Print each line once more, unchanged, from the line holding "col | entry" to the end of the listing below.
---
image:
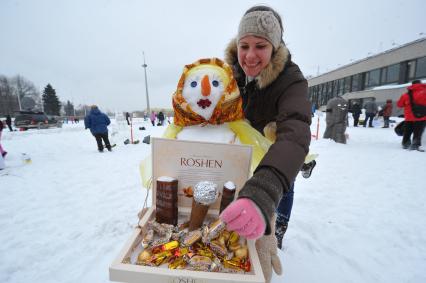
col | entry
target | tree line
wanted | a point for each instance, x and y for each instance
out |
(20, 94)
---
▸ **Written solution**:
col | entry
target | tree line
wanted | a point for each instance, x and y for each instance
out |
(20, 94)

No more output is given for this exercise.